- _DOCUMENT TEXT_:
▬▬▬▬▬▬

The Emotions Following a Miscarriage
A miscarriage, the unplanned ending of a pregnancy before the completed 20th week, can bring about a wide range of emotions and responses for women and their partners. In a research study in 1986, Rana Limbo and Sarah Wheeler found that 75% of women who had experienced a miscarriage felt that they had lost a baby while 25% felt the loss was not significant but simply another life experience. This was one of the first studies to document the range of emotions that women feel after a miscarriage: from relief, to being unsure, to devastation.
Many couples report a “loss of hopes, dreams, and plans” following a miscarriage. This is true regardless of the length of the pregnancy or the size of the baby, and it is true whether there are other children or whether the pregnancy is unplanned or planned. This loss leads to grief, a normal healing process which helps the woman and her partner find a way to go on with life.
Upon first learning of a miscarriage, couples often feel shock, disbelief, and numbness. Some couples have stated that it is like an “out of body experience.” Other feelings may include anger, sadness, despair, frustration, fear, helplessness, and loss of self esteem.
A woman and her partner may feel somewhat the same way immediately after the loss, but within days, weeks or months they may have very different emotions. Men, struggling with their own feelings, can find it difficult to know how to deal with their partner and her emotions.
Some mothers have reported feeling “as if something is missing,” “as if a part of them died”, or “they are alone.” Parents also describe upsurges of grief, where strong feelings of sadness and grief wash up and over them, or grief triggers, where people or places can bring about intense feelings of loss. Learning a friend is pregnant may trigger feelings months or years later. These responses (and many more) are normal and are a part of the grieving process.

▬▬▬▬▬▬

- _THE DATA_:

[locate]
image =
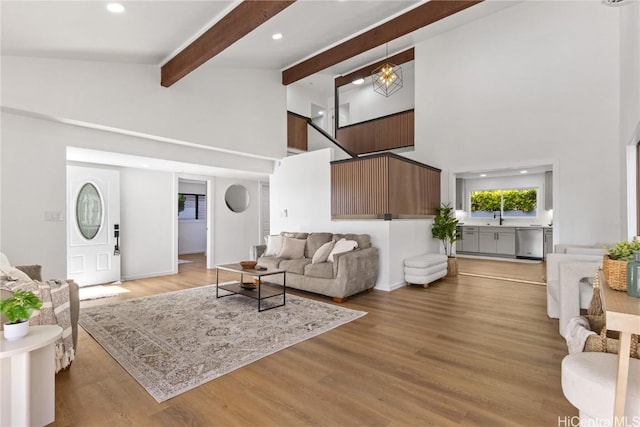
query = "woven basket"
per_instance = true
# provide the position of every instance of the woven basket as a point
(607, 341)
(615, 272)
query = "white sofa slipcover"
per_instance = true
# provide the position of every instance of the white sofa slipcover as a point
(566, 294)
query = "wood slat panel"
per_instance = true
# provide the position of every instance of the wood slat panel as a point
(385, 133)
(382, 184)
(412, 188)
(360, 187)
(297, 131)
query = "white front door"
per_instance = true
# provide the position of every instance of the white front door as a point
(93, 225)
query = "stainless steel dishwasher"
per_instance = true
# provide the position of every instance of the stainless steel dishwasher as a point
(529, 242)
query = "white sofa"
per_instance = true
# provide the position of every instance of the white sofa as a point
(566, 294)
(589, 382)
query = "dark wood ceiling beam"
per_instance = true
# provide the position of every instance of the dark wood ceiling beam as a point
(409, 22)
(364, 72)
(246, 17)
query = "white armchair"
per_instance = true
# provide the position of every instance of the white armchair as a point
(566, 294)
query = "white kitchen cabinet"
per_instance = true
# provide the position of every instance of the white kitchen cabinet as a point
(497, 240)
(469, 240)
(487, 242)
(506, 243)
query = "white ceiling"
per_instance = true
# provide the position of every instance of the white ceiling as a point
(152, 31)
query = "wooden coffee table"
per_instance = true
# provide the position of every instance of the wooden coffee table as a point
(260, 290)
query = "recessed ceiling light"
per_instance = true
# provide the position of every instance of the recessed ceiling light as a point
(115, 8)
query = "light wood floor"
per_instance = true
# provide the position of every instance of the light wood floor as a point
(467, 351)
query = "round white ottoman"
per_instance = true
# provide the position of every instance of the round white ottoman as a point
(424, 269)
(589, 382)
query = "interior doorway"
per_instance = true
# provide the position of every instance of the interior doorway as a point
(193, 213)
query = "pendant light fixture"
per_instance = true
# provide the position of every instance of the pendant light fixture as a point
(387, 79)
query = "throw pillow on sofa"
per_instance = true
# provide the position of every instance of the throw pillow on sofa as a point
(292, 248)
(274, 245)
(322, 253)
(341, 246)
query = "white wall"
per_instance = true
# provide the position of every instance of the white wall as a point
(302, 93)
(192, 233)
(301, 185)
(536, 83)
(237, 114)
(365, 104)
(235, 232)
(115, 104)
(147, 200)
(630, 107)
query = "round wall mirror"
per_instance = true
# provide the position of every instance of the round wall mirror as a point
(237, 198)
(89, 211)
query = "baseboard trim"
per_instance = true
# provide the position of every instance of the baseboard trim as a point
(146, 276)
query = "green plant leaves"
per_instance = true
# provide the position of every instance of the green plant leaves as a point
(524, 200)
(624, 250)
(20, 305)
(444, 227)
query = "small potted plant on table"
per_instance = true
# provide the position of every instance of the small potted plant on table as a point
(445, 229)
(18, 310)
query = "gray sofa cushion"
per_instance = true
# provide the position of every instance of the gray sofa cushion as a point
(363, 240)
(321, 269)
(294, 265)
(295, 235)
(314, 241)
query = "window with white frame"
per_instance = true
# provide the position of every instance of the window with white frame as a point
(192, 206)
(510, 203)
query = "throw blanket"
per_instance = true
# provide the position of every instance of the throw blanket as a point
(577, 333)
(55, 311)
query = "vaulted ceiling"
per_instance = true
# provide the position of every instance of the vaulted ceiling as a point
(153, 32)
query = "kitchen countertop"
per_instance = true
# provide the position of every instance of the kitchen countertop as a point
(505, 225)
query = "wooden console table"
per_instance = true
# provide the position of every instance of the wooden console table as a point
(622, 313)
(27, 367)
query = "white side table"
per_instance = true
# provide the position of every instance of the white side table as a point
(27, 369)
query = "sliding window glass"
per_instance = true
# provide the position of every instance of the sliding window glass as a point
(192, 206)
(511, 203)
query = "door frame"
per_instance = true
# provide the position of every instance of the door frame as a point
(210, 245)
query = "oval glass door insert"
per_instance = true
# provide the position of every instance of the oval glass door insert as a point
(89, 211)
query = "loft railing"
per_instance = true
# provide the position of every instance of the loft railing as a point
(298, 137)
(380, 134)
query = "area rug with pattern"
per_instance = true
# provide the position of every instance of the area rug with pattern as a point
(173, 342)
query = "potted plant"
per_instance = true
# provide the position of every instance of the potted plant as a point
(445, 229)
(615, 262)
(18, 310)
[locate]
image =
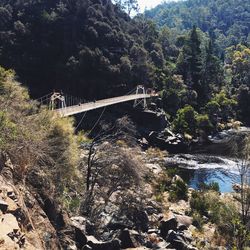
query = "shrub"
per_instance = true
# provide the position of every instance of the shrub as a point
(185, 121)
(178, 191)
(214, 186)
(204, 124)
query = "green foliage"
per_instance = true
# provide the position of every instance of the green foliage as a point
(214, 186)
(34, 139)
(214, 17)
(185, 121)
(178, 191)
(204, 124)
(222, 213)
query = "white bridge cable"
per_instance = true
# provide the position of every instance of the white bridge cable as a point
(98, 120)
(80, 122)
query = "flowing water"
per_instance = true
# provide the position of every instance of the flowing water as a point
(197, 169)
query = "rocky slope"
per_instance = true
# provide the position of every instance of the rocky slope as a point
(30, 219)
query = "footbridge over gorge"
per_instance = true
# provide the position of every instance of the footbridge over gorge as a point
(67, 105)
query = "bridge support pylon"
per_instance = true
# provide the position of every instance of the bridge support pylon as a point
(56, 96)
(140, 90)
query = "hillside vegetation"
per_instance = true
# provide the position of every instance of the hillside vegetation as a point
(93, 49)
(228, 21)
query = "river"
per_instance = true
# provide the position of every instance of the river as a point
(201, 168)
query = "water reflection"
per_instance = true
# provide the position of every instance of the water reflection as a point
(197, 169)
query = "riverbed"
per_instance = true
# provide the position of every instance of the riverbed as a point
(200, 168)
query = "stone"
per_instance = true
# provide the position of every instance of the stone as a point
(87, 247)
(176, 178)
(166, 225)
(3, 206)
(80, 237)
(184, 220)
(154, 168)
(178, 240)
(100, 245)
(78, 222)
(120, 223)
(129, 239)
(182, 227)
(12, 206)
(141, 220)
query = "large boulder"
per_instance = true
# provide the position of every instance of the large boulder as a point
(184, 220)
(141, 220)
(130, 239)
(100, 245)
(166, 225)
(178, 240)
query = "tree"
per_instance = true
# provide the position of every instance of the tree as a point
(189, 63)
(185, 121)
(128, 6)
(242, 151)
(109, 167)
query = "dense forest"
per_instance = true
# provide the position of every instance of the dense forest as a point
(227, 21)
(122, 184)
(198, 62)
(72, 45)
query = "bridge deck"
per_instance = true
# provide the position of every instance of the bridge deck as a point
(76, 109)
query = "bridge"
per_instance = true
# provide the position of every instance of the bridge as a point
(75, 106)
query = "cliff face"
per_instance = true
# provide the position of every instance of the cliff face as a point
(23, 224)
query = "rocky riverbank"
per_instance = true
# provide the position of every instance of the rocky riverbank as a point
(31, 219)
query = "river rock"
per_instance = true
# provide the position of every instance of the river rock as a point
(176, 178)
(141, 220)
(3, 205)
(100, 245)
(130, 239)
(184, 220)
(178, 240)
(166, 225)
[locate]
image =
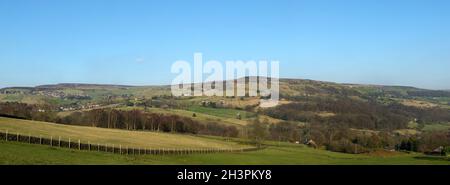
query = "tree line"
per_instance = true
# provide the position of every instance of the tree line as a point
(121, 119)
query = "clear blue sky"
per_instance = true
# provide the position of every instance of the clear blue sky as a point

▬▬▬▬▬▬

- _COMPLETE THE FOLLOWING_:
**1)** In the text on emotions after a miscarriage, what share of women in the 1986 study by Rana Limbo and Sarah Wheeler felt they had lost a baby?
**2)** Carry the text on emotions after a miscarriage forward from its last sentence.
The data has no connection to the text on emotions after a miscarriage.

- _ANSWERS BELOW_:
**1)** 75%

**2)**
After the loss there may be strong emotions, which can last for days, weeks or months. The due date, anniversary date of the miscarriage, and special holidays can also be extremely difficult as they bring back painful memories and cause temporary upsurges of grief. Grief has its own timetable and each person grieves in their own way.
The following experiences are common in the early months after the loss: difficulty sleeping, significant weight loss or gain, loss of appetite, difficulty concentrating, withdrawing from social activities and from family and friends, and loss of enjoyment in life. These symptoms of grief should become less overwhelming as time goes on.
However, if these symptoms do not diminish—or if a person has suicidal thoughts, feels worthless, or abuses alcohol and/or drugs—it is advised to seek professional help from a therapist skilled in differentiating grief from depression. Unlike grief, these symptoms require intervention with counseling and sometimes antidepressant medications.